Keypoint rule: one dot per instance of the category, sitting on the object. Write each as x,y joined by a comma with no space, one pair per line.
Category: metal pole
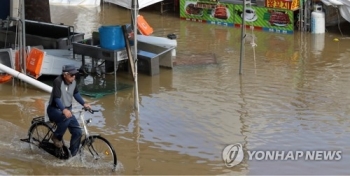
24,36
242,38
136,90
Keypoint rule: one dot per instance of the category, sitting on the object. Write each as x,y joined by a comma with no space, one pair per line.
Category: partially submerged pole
135,7
242,39
23,48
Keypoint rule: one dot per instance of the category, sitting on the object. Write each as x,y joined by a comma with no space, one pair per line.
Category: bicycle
41,130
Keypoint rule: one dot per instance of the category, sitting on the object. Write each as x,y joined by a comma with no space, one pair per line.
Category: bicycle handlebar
90,110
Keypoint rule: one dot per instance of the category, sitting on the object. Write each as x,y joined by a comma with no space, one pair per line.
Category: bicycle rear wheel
98,152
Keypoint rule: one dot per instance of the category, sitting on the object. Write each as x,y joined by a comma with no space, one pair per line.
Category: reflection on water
292,96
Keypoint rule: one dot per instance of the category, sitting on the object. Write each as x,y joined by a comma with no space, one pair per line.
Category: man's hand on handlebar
87,106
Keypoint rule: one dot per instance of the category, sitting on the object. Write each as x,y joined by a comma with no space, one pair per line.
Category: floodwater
293,95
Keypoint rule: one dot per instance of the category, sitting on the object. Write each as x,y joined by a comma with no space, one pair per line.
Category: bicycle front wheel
39,132
98,152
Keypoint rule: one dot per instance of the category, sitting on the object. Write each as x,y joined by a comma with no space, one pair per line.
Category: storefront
270,15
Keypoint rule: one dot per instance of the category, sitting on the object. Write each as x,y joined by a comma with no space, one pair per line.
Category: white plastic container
318,20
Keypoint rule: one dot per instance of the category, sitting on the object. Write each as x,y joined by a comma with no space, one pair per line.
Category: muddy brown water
293,95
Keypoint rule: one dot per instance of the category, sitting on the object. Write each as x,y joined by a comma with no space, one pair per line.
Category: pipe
26,78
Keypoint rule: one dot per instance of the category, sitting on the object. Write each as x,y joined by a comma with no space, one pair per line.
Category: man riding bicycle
60,105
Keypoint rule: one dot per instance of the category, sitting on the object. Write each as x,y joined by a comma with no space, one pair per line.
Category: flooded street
293,95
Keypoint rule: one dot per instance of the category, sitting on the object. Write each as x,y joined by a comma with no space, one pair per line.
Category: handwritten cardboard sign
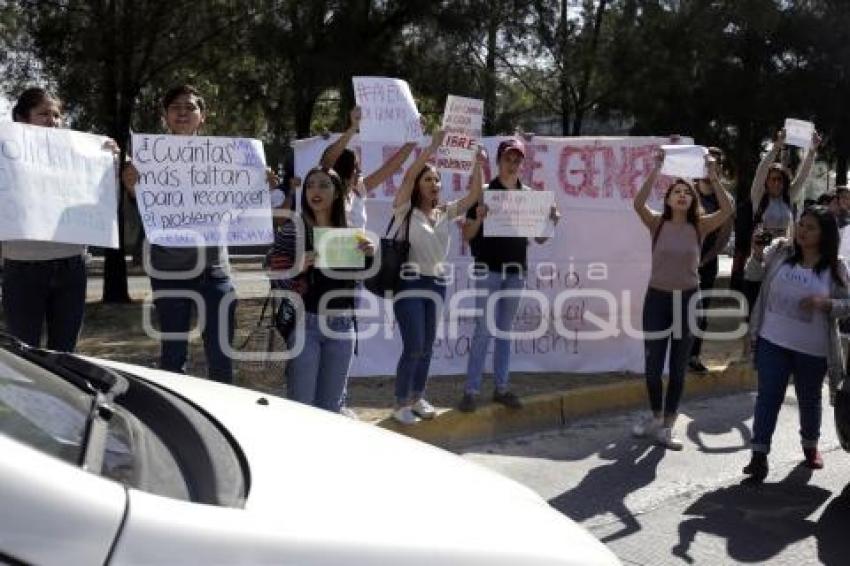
57,185
199,190
517,213
462,121
389,111
336,248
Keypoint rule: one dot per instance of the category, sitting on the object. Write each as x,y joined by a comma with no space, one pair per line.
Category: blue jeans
504,311
318,375
417,321
658,317
175,316
51,290
775,364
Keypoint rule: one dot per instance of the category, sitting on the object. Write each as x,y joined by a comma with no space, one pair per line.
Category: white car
108,463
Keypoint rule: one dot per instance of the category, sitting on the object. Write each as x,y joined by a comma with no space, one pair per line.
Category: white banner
462,121
57,185
389,111
200,190
585,285
517,213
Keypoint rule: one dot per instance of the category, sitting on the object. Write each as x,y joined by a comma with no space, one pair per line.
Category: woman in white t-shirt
794,330
423,288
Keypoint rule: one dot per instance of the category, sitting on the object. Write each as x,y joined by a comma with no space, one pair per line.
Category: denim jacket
774,257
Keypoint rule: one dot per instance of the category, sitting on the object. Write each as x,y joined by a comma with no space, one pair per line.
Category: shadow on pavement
758,522
605,488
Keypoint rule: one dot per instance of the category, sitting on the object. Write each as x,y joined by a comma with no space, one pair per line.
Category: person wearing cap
501,264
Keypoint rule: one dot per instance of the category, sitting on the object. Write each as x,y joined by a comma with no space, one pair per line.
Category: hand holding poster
389,112
462,122
517,213
799,133
686,161
336,248
57,185
198,190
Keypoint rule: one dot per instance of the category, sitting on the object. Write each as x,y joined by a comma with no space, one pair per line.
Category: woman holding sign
344,161
423,288
183,277
677,236
318,373
44,281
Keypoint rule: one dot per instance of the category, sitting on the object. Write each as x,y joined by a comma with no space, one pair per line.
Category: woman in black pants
677,235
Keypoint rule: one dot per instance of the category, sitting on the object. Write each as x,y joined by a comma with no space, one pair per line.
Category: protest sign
389,112
799,133
57,185
199,190
685,161
517,213
462,122
336,248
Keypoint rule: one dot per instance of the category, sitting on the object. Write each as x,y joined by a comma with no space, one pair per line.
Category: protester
677,236
318,373
773,194
501,264
345,162
182,275
418,212
44,282
794,330
712,246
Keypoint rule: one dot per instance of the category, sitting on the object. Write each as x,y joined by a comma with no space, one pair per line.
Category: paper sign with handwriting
336,248
462,122
517,213
799,133
57,185
202,191
389,111
686,161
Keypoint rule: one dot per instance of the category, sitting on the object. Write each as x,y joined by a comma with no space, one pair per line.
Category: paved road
657,507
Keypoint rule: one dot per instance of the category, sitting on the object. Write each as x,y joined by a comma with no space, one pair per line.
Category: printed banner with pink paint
581,311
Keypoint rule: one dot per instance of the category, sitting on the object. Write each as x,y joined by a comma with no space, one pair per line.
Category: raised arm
389,167
335,149
475,191
406,189
757,188
647,216
805,169
711,222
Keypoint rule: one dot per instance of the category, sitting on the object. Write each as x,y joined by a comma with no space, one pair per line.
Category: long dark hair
416,195
829,242
337,208
28,100
765,198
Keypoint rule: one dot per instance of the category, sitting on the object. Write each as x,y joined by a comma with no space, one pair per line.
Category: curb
452,429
——
Set exercise =>
Output the entries above exactly. Drop the pictures.

Finished task =>
Keypoint rule: one dot per instance of the category, sitting on the object. Write each as x,y joined by a comma with no space, one pair per line.
Category: metal pole
24,36
242,38
136,90
Keypoint rule: one dot per instance of the category, sitting on the object. Write each as x,y joined by a comma with no space, one pair per line.
Category: partially submerged pole
135,7
242,39
23,48
Keypoint rule: one dot per instance of the category, sitting on the object. Write each as x,y joined by a comma with no space, one pair per line.
Category: bicycle
41,130
Keypoint rule: one dot per instance of the category, sitting on the object. Write each as x,y joined by a comma with no space, one pair per line.
Category: bicycle handlebar
90,110
Keypoint rule: one dot per instance of the category, sitting on the object. Write each as x,y joined by a comma with no space, one pair per line.
Category: bicycle rear wheel
98,152
Keypoint rule: one dot per instance of the category, sitting on the object. Write each as x,y joined by a comma with no space, one pair per line.
Category: reflection on water
292,96
Keypoint rule: one dot per instance of the category, sitting on the object. Write each as x,y joined by a comma with no space, one pair per line.
Category: man's hand on handlebar
87,106
Keypoint rule: one dot per instance of the category, sitting on the object. Write each as x,y joined by a comma with no space, one pair per line.
Category: floodwater
293,95
Keypoint rule: one dot per instance of the category, sitting on the object. Write each as x,y joined by a comma with no space, one pair per line.
Category: bicycle front wheel
39,132
98,152
Keypoint rule: one dot per instance of the category, sitting on the object. Write each as x,y joined by a comma with no space, one pair per line.
Category: storefront
270,15
Keypoint rule: one dot per instance of the category, sitting on the object. Write each as x,y joined by a comma with no space, one pair per line.
Category: white plastic container
318,20
Keypoint rule: one dot per instance of the category, sitting on the object. Write each as x,y joined by a comma with no space, one pair per line.
Category: muddy brown water
293,95
Keypoint rule: one dot per instance of the category, sitting on the object. Write each as x,y joined by a comma with no space, one pair per line.
Category: pipe
26,78
Keypoint rule: one dot per instance of the category, sitting on the object. Write each as x,y joined by a comma with no space, one pair per line.
Category: man riding bicycle
60,105
Keypoint rule: one dot per instance of the category, sitting on the object. Write each as x,y joined by a comma with no space, one pair per line.
Category: flooded street
293,95
Keypoint rule: one dot per instance of the category, sitting on the object. Write each as x,y joined by a comma with no space, one pair per line.
Category: handwritten cardboard sign
57,185
199,190
517,213
462,121
389,111
336,248
Keypoint rule: one dot per instance of the category, sitting on the object. Write each as x,y joined by a comma with no space, one pair per line.
Category: blue jeans
504,311
318,375
417,321
658,317
175,316
51,290
775,364
Keypoint rule: one dot per instance of the category, sitting on the object. Write each as x,y joined by a comma with no space, one pair per line.
Category: white car
108,463
Keypoint rule: one dot per instance of the category, sitting on the object. Write each as x,y joined by a comma with no space, one pair per line.
Category: white banner
462,121
57,185
389,111
200,190
585,285
517,213
Keypoint rule: one dot per instance of the category, sitting on the object. Write each as x,y joined by a comma with no space, one pair per line.
Category: woman in white t-shirt
794,330
423,288
Keypoint rule: one dot per instance of the category, sitting on the object. Write each as x,y joined by a comma with no space, one pair per line.
Category: denim jacket
774,257
Keypoint rule: one dot per instance of the category, sitting on the object. Write each as x,y joined by a comma with no space, one pair per line.
Category: shadow on pavement
758,522
605,488
Keypoint rule: one dot per instance of the category, sitting on the object. Write each as x,y joined by a comma with no space, one pair per line.
Category: person wearing cap
501,264
Keypoint rule: one dot per instance of the category, sitting on the object. Write each as x,y joined by a comma with no space, one pair per line.
Category: hand holding poster
389,112
462,122
517,213
799,133
686,161
336,248
57,185
198,190
Keypoint rule: one dot per instance of the category, sitting on the object. Write each as x,y joined by a comma with no space, one pair per line.
Category: woman holding sign
344,161
423,288
183,277
677,236
318,373
44,281
Keypoint rule: one dot per instance of the category, sitting on the object. Write each as x,y joined by a comma with no space, one pair per line.
Category: woman in black pants
677,235
Keypoint rule: one dot per instance of the category, sitting on the object. Write each as x,y joined by a comma with no space, one pair per line.
Category: protest sign
389,112
799,133
57,185
199,190
685,161
517,213
462,122
336,248
Keypoint rule: one dot per instance of the category, sitting on the object. Write each as x,y joined by a comma with no space, one pair per line.
Category: protester
677,236
318,373
773,194
501,264
345,162
182,275
418,212
44,282
794,330
712,246
Keypoint rule: one dot per instance of the category, sitting on the object. Write each as x,y joined by a comma with no space, one pair per line.
Category: paper sign with handwriting
336,248
462,122
517,213
799,133
57,185
202,191
389,111
686,161
Keypoint rule: one dot per instance of the category, sitting on the object. Write each as x,y joined by a comma with no space, one pair per line.
Category: paved road
657,507
Keypoint rule: one dot per instance of the category, sitting on the object. Write each as x,y joined by a comma with no space, one pair per line.
Category: printed banner with pink paint
581,311
Keypoint rule: one dot per instance of the category, sitting on the object. Write each as x,y joined by a comma with no space, one pair per line.
Category: raised arm
389,167
335,149
475,191
406,189
757,188
647,216
805,169
711,222
Keypoint rule: one dot per instance of the category, sitting on the object. Write each as x,y joined by a comma with no space, one pair per line.
Category: long dark hair
416,195
829,242
337,208
28,100
765,198
Keypoint rule: one dot per instance of the category, sitting on the object. Write each as x,y joined by a comma with no space, one pair per line.
Category: curb
452,429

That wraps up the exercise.